Return every entry below exactly as written.

> [DATA SECTION]
# # # #
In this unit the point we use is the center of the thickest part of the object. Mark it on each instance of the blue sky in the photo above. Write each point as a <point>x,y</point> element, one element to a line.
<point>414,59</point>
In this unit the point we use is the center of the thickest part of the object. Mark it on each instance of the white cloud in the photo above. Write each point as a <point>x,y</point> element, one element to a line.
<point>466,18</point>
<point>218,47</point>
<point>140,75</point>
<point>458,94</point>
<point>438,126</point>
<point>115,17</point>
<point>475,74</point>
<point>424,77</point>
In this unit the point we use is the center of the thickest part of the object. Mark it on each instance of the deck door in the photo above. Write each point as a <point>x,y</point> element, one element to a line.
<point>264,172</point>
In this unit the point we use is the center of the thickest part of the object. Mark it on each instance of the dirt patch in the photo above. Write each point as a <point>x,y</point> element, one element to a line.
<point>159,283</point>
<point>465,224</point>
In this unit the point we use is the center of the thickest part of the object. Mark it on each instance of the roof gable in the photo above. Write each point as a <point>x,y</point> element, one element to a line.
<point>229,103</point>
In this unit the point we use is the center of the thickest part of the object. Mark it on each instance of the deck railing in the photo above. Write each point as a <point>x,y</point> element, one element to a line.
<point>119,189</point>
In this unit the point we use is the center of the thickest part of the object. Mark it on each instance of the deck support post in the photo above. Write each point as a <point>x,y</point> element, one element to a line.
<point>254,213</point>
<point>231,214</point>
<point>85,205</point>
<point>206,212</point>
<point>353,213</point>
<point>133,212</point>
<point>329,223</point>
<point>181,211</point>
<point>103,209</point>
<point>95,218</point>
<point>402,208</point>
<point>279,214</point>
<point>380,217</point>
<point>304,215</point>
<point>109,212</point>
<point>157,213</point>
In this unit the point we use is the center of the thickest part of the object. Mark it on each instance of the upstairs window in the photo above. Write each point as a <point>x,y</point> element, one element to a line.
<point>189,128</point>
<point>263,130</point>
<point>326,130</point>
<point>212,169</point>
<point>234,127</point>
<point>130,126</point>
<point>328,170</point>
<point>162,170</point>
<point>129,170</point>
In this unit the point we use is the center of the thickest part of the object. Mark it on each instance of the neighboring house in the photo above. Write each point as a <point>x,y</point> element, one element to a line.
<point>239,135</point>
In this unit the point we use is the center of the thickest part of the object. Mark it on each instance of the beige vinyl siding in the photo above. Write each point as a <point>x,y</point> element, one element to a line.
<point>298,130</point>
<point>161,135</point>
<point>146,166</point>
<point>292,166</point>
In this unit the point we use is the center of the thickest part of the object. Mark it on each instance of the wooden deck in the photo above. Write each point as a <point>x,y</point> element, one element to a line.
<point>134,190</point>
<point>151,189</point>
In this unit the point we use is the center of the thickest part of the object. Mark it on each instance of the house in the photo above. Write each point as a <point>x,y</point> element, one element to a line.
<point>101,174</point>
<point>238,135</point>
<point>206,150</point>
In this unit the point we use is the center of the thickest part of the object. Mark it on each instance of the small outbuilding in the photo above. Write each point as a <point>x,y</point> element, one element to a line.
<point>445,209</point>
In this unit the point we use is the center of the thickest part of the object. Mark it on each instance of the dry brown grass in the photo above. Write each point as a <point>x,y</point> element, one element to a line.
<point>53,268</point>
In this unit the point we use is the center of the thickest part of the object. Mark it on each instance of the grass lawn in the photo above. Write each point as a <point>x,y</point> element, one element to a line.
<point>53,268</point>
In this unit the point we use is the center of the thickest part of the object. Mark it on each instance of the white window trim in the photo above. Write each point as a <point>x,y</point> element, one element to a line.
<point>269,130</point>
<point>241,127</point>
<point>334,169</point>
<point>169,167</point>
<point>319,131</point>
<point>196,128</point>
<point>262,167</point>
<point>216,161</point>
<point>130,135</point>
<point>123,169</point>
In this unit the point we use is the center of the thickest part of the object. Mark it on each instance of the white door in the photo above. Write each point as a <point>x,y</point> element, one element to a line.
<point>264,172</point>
# # # #
> [OUTPUT OF THE TASK]
In this unit the point we use is the center of the thickest part of the object. Mark it on each instance of the blue sky in the photo above. Write each point as a <point>x,y</point> element, one element to a line.
<point>414,59</point>
In this unit the point we use is the center of the thickest part of the object. Mark it on each instance of the white cloud in the photo above. Write each point as a <point>x,y</point> element, one element to a line.
<point>466,18</point>
<point>218,47</point>
<point>140,75</point>
<point>458,94</point>
<point>438,126</point>
<point>115,17</point>
<point>475,74</point>
<point>424,77</point>
In this unit the point we use is the center of the thickest part of the object. Mark it on each instance of the deck door in the photo above. Write each point as a <point>x,y</point> element, one element to a line.
<point>264,172</point>
In this unit the point we use is the center of the thickest part of the object. Mark it on each instance of the dirt patch in the photo above. Write each point as a <point>x,y</point> element, one element to a line.
<point>159,283</point>
<point>465,224</point>
In this unit the point we use is the center of the thickest part of the object. Mark it on each instance of the roof gable in the photo above. Write each point as a <point>x,y</point> element, one element to a line.
<point>229,103</point>
In this unit the point we use is the center of the thickest part of the object. Mark it on each instance of the deck railing in the photo above. Write each point as a <point>x,y</point> element, one element to a line.
<point>119,189</point>
In this unit the point we use is the center of the thickest part of the object. Mark it on each instance of the deck support post in the photo above. Write each point as a <point>x,y</point> element, one element to a line.
<point>254,213</point>
<point>231,214</point>
<point>85,205</point>
<point>206,212</point>
<point>353,213</point>
<point>133,212</point>
<point>329,223</point>
<point>181,211</point>
<point>103,209</point>
<point>95,218</point>
<point>402,208</point>
<point>279,214</point>
<point>380,217</point>
<point>304,215</point>
<point>109,212</point>
<point>157,213</point>
In this unit the point we use is the center of the thickest part of the object. Mark it on each instance of the upstairs window in the photo above. Write each point as a <point>x,y</point> element, one element to a line.
<point>189,128</point>
<point>263,130</point>
<point>326,130</point>
<point>212,169</point>
<point>234,127</point>
<point>130,126</point>
<point>328,170</point>
<point>162,170</point>
<point>129,170</point>
In this unit the point we use is the center of the thickest part of the object. Mark it on each instance of the neighboring house in the photo above. Write each point as a <point>x,y</point> element, one element to a line.
<point>239,135</point>
In this unit the point we use is the center of the thickest part of the object. Mark it on each instance of the beige vinyl siding in the photo above. Write each point as a <point>x,y</point> element, one element to a line.
<point>298,130</point>
<point>161,135</point>
<point>146,166</point>
<point>292,166</point>
In this unit the point we use is the center of the thickest part of the object. Mark it on each instance of the wooden deck in the photo above. Write each point as a <point>x,y</point> element, one element to a line.
<point>134,190</point>
<point>151,189</point>
In this unit the point we use is the center of the thickest part of the object. Mark it on each instance of the house in the photo above. Write each point as a <point>x,y</point> element, one element to a line.
<point>101,174</point>
<point>238,135</point>
<point>206,150</point>
In this unit the point we use is the center of the thickest part of the object. Mark it on each instance of the small outbuilding in the photo above. Write each point as a <point>x,y</point> element, one element to a line.
<point>445,209</point>
In this unit the point we use is the center of the thickest part of the object. Mark it on each instance of the dry brown grass in the photo above. Write each point as a <point>x,y</point> element, one element to a line.
<point>53,268</point>
In this unit the point we use is the center of the thickest part of the object. Mark it on each instance of the grass lawn in the photo above. Write each point as a <point>x,y</point> element, one element to a line.
<point>53,268</point>
In this unit the point we use is the center of the thickest part of the object. Mark it on each instance of the white window trim in the photo above. Write each point as a <point>x,y</point> element, one element to a line.
<point>269,130</point>
<point>241,127</point>
<point>334,169</point>
<point>169,167</point>
<point>319,131</point>
<point>196,128</point>
<point>262,167</point>
<point>216,161</point>
<point>130,135</point>
<point>123,169</point>
In this unit the point we use is the center of the thickest part of the object. Mark it on each instance of the white door in the photo above. Write each point as a <point>x,y</point> element, one element to a line.
<point>264,172</point>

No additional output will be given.